> [EXCERPTED PASSAGE]
------

Wednesday, August 27, 2014

Fall Retro Reproduction Dress and Aster Cardigan


The Retro Reproduction Dress FREE Pattern is available here.

By now, if you follow this blog, you know that we have a great free dress pattern we call the Retro Reproduction Dress.  This outfit for my two-year-old is another iteration of this pattern with added half circle pockets and the Aster cardigan from Willow & Co. patterns.  Fall is just around the corner and the sun is starting to cast those nostalgic shadows while the leaves are just giving hints at the colors to come.  So I felt the urge to make something that will transition in Little Bit's wardrobe into the next season.  

The Retro Reproduction is made up in some medium weight denim from my stash.  The hemline is finished with bias tape for a bit of extra length (this girl is getting tall).  The pockets are half circles finished with me-made gingham bias tape.  Since this dress is only made of four pattern pieces making additions like these pockets feels like no burden- in fact I usually still have time and energy to add a little something extra to this dress since it is so simple.  I envision Little Bit wearing it with golden yellow leggings this fall when there is a chill in the air!
Now on to the cardigan.  This cardigan was in fact made from the most homely turtleneck one could ever behold.  It was a bit worn and sad but I just love that cranberry color for fall so it was destined to be reborn into this cardigan.  If ever I hope to save a knit garment I sometimes use the "wrong" side of the fabric as my new "right" side so that any pilling or fading is inside the new garment.  The bias tape used as flat piping here is some gingham cotton and I simply basted it to the collar before stitching the collar together.  The buttons are sewn on and instead of using buttonholes I used snaps.  The pattern has instructions for buttons and buttonholes but my fabric was too bulky to fit under my buttonhole foot.  


This worked fine for me and probably is better anyway since buttonholes on knits can sometimes look wonky and stretch out over time.  The pattern was good to work with and knits always sew up so fast.  This is a size two for my two-year-old so the sizing seems right.  I think I may lengthen the sleeves this winter so that she can wear them when its colder but this length is perfect for putting on top of all those sleeveless summer clothes that she still fits into right now.

------

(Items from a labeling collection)
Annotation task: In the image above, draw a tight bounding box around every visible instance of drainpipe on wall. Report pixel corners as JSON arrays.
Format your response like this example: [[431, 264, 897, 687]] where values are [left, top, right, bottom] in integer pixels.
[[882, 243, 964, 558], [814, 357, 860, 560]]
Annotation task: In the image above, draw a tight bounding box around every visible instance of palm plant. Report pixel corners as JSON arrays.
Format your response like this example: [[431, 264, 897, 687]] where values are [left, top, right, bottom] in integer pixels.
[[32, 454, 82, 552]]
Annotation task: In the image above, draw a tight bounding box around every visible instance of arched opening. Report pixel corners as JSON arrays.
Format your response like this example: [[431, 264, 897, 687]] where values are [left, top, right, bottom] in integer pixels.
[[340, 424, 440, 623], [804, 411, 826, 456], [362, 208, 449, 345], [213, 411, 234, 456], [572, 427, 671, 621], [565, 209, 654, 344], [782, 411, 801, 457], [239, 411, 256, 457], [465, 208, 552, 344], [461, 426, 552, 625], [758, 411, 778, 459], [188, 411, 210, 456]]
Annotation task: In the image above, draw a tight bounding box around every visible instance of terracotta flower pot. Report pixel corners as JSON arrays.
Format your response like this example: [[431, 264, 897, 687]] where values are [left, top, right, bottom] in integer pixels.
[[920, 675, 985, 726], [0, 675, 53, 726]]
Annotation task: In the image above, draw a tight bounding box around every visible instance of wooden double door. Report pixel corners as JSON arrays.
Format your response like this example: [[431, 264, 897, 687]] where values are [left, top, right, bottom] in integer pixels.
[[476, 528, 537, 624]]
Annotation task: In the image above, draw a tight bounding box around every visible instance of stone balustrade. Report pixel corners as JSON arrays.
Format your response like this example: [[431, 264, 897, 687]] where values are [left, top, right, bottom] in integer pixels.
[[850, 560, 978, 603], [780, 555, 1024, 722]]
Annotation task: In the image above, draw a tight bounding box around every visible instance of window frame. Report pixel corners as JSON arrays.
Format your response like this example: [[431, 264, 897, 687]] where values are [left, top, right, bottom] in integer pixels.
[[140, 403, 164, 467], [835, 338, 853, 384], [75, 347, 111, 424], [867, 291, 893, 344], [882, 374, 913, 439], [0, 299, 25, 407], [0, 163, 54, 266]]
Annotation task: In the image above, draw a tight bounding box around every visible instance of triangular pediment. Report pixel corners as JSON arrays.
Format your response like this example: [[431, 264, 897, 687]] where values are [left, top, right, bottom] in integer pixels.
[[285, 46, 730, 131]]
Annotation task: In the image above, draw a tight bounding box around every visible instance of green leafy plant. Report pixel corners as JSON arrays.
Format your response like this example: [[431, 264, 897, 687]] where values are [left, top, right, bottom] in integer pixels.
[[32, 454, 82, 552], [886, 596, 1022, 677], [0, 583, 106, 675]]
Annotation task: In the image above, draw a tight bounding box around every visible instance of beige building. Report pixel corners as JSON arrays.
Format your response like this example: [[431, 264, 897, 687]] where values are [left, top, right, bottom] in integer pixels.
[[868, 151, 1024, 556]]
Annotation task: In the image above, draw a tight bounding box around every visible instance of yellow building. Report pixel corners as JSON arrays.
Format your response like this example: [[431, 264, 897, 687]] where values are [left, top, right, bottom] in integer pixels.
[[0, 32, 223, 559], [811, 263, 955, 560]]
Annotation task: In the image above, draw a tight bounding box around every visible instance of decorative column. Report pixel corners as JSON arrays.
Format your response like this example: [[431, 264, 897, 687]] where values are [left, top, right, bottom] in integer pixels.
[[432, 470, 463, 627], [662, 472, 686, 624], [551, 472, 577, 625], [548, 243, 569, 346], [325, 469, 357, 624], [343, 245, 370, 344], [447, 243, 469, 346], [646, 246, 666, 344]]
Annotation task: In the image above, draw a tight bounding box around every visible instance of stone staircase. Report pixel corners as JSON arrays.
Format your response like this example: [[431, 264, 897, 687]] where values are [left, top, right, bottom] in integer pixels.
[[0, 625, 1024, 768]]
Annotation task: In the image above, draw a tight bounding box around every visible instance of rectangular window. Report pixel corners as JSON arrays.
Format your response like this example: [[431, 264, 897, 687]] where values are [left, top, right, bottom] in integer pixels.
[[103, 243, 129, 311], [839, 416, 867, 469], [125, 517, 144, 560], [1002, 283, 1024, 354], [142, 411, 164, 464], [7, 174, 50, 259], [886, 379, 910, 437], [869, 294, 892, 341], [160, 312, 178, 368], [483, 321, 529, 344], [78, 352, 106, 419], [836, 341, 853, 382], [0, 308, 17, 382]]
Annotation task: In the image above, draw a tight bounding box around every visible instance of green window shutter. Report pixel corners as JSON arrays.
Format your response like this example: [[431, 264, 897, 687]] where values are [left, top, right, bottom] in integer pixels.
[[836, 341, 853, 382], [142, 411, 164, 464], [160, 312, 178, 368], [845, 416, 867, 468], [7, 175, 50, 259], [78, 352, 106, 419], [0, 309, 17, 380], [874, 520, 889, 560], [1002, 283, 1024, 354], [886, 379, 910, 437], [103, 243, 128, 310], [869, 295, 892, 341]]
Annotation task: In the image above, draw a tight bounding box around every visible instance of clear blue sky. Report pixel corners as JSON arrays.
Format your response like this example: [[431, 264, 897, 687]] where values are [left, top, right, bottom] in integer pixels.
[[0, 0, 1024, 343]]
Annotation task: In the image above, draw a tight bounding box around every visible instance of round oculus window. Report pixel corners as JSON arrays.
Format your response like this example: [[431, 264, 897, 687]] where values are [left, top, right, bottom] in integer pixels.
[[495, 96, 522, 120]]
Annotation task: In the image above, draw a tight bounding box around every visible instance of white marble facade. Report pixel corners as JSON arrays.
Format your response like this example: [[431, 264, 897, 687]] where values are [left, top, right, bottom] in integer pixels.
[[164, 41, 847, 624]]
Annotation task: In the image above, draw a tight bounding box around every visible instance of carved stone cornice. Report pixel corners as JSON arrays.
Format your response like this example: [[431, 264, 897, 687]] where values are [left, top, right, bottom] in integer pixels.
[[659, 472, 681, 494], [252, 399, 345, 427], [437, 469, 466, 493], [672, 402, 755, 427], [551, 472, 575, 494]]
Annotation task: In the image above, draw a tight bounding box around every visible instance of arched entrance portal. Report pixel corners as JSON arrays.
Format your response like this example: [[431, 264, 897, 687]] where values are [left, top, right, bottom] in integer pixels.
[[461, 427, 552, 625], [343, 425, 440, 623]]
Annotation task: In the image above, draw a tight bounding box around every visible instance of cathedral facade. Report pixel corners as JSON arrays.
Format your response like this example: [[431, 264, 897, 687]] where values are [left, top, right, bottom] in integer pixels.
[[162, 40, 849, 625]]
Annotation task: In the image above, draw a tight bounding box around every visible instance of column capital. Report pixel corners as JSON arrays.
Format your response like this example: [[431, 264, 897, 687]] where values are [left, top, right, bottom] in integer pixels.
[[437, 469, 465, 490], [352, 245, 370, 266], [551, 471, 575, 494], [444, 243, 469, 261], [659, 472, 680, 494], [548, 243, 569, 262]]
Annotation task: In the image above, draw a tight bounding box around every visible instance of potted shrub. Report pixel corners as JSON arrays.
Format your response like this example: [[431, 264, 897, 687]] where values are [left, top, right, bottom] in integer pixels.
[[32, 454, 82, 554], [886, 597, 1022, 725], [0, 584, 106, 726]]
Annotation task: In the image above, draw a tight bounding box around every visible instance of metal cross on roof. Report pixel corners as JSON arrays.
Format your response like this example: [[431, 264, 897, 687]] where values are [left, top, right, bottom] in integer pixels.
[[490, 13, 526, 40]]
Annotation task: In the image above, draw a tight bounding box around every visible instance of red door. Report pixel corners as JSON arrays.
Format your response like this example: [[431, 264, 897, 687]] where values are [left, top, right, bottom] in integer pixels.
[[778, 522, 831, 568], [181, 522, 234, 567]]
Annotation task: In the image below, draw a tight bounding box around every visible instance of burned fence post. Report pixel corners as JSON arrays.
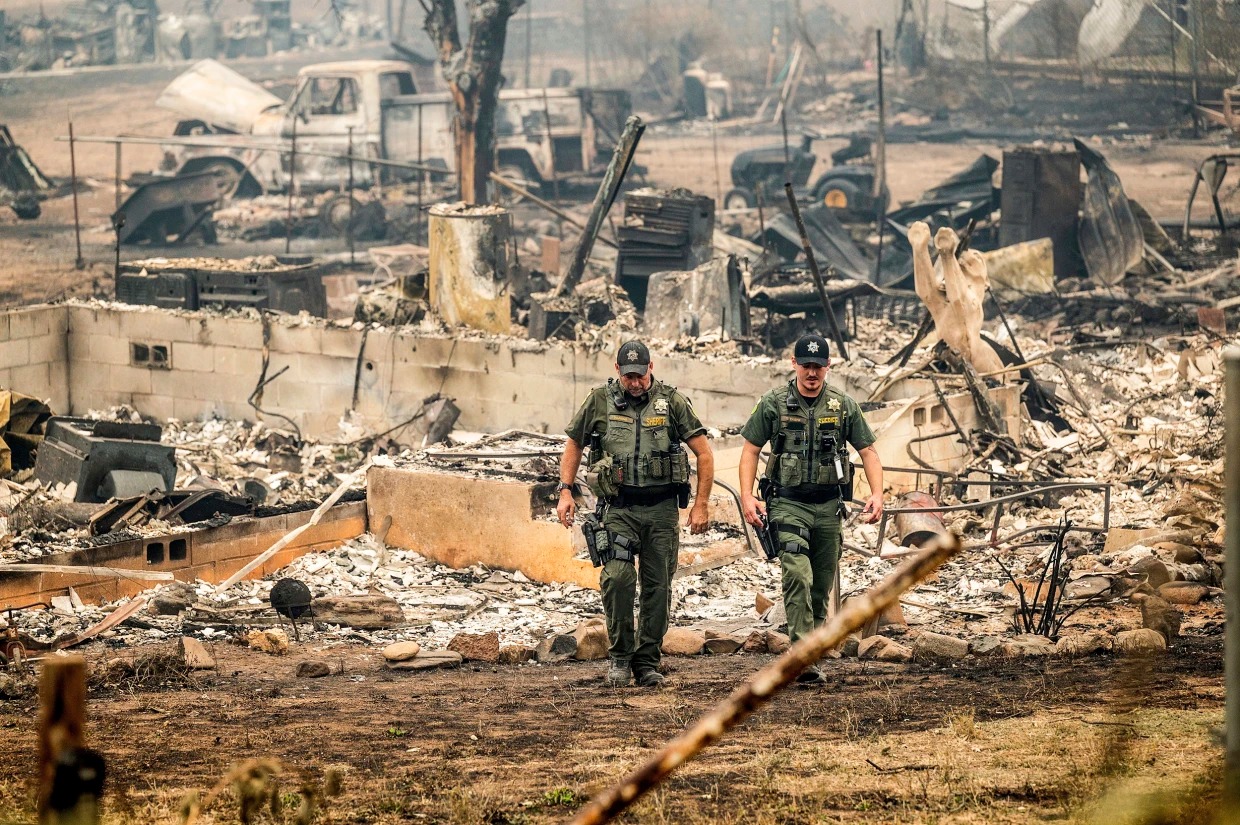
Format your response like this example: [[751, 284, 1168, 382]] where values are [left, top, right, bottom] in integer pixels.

------

> [PROBLEMS]
(1) From the sewing post, return the part that opens with the words containing "This worked fine" and closes with "into right now.".
(2) Answer these about the sewing post:
(a) What fabric is the dress made from?
(b) What garment was the cardigan made from?
(c) What size is the cardigan?
(3) In the sewing post, recast the paragraph beginning "The Retro Reproduction is made up" as a short list that keeps its main facts.

> [SOLUTION SET]
(1)
This worked fine for me and probably is better anyway since buttonholes on knits can sometimes look wonky and stretch out over time.  The pattern was good to work with and knits always sew up so fast.  This is a size two for my two-year-old so the sizing seems right.  I think I may lengthen the sleeves this winter so that she can wear them when its colder but this length is perfect for putting on top of all those sleeveless summer clothes that she still fits into right now.

(2)
(a) Medium weight denim
(b) A turtleneck
(c) Size two

(3)
- The dress is made of medium weight denim from the stash.
- The hemline is finished with bias tape for extra length.
- The half circle pockets are finished with homemade gingham bias tape.
- With only four pattern pieces, the dress is simple enough that additions like the pockets are no burden.
- It is meant to be worn with golden yellow leggings this fall.